§ GIVEN REQUEST: Report how many lines of the records below contain the string "white", counting only matches in that exact case. Give the number alone.

** Begin INPUT RECORDS **

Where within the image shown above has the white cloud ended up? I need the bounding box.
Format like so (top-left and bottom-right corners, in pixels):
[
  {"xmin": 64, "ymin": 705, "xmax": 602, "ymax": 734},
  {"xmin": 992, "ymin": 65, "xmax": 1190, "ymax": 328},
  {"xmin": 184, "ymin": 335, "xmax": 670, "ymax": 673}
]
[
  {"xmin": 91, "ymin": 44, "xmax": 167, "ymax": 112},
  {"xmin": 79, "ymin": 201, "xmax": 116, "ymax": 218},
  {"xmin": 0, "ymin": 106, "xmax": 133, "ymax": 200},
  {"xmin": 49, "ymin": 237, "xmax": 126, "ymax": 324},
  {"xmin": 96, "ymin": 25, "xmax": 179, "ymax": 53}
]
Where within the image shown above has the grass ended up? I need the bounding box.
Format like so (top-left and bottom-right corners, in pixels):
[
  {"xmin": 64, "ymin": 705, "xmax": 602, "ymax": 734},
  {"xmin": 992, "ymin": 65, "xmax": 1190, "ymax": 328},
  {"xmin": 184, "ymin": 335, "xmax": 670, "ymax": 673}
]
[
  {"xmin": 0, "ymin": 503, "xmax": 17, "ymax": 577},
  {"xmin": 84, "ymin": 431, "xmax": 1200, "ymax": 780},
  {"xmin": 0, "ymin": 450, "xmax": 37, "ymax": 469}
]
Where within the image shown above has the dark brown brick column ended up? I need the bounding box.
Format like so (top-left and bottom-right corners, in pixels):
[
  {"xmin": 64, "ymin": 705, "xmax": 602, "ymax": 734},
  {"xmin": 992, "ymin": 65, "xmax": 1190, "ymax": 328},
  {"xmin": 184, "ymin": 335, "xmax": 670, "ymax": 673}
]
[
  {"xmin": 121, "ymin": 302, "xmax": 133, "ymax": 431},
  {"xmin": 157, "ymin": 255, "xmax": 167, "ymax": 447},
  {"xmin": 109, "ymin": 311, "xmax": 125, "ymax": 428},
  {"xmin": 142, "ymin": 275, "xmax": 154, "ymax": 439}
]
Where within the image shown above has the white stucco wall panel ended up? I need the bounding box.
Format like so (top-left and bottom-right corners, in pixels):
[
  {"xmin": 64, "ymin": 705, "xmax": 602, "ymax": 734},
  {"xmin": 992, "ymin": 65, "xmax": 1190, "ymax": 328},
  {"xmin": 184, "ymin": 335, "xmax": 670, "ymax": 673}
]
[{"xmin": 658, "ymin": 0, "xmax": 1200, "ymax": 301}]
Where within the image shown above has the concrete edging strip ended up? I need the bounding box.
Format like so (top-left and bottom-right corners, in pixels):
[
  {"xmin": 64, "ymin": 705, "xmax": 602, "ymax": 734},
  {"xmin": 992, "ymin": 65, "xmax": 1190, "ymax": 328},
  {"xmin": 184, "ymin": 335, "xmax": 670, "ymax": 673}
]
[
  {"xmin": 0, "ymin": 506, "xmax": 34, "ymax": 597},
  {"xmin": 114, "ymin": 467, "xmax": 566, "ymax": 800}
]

** End INPUT RECORDS **
** Begin INPUT RECORDS **

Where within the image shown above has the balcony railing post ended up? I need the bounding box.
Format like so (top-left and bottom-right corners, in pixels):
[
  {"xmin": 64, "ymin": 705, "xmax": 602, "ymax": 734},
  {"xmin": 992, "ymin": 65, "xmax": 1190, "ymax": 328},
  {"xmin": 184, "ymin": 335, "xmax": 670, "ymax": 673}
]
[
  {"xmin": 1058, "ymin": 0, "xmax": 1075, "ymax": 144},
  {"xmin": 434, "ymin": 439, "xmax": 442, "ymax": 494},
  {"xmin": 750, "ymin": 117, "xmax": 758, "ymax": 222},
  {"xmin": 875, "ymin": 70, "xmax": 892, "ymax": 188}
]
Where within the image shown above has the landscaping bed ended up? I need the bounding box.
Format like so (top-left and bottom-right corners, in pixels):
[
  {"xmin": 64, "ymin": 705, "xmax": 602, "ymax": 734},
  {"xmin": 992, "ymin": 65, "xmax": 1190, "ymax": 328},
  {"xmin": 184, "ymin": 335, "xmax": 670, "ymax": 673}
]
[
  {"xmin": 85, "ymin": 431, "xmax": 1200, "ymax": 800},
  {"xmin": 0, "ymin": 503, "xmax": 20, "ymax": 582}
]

** End INPUT RECORDS **
** Begin INPUT RECORDS **

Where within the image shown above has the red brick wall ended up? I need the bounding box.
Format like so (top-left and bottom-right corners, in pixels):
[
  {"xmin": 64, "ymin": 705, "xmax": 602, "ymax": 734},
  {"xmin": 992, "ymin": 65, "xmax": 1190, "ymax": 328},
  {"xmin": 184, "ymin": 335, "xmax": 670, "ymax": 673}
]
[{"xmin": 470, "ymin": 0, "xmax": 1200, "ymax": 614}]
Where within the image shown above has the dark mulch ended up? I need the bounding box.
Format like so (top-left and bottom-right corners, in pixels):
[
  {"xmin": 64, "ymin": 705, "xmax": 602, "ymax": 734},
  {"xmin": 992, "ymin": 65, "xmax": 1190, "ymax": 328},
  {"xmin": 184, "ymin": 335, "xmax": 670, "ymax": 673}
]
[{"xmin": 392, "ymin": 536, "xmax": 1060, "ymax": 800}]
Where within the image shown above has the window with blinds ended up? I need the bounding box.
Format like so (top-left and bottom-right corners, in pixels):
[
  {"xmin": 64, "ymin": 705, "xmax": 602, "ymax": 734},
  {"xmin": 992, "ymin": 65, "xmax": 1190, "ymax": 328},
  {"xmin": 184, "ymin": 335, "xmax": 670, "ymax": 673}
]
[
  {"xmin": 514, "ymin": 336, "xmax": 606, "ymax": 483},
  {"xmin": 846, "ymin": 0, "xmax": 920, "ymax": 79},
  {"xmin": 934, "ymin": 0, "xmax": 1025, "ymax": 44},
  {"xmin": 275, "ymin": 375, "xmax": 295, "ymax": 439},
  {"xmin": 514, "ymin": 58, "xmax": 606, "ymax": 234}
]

** End INPUT RECORDS **

§ FINAL RESULT: 2